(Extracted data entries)
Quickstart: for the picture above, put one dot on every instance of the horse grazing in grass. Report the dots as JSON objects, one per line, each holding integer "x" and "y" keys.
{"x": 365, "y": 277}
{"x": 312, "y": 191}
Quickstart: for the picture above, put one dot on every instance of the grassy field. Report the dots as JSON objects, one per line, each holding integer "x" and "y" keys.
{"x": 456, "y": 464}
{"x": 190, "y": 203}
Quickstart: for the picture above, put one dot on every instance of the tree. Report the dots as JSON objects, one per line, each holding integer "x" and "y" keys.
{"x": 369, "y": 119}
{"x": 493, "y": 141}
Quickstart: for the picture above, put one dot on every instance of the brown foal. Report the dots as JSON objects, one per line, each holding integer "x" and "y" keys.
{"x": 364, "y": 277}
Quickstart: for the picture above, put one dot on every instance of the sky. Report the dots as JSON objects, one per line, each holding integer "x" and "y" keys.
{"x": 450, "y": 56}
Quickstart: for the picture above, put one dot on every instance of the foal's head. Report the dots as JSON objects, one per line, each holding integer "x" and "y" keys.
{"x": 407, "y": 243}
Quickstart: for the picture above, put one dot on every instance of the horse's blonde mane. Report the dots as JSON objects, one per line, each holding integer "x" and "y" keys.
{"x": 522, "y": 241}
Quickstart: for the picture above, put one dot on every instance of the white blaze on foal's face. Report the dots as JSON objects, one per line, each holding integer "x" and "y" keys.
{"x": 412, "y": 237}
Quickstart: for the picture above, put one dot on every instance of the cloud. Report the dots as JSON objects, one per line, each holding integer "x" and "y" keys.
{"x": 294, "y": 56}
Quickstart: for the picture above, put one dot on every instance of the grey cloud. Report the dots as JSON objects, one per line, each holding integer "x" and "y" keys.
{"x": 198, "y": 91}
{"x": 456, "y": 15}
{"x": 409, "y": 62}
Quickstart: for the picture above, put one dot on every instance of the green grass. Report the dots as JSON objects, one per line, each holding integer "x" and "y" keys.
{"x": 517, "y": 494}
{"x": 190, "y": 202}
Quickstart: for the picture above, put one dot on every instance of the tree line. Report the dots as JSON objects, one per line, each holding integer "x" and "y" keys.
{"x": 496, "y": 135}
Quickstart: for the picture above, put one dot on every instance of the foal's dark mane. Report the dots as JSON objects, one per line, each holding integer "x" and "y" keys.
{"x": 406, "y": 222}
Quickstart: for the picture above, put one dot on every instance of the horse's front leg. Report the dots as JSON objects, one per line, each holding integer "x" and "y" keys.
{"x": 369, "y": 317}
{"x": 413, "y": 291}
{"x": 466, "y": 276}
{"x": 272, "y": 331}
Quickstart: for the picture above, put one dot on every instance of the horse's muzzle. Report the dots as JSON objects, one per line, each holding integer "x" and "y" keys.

#### [PROBLEM TO SOLVE]
Can you rewrite the lines from the one containing "the foal's dark" through the last line, replacing every "put one dot" with "place one marker" and leaving everything else unchanged?

#### [SOLUTION TO THE PROBLEM]
Quickstart: for the picture above, place one marker on every instance of the foal's dark mane. Report the dots as JSON objects, one per line, each holding integer "x" and "y" keys.
{"x": 406, "y": 222}
Quickstart: for the picture above, place one marker on every instance of the horse's front leg. Report the dots as JSON objects, one per line, each holding integer "x" and "y" keys.
{"x": 369, "y": 317}
{"x": 413, "y": 291}
{"x": 466, "y": 276}
{"x": 272, "y": 331}
Quickstart: for the picture above, place one marker on every instance of the horse's muzzle. Report the dots as JSON objects, one per line, each holding integer "x" and "y" keys.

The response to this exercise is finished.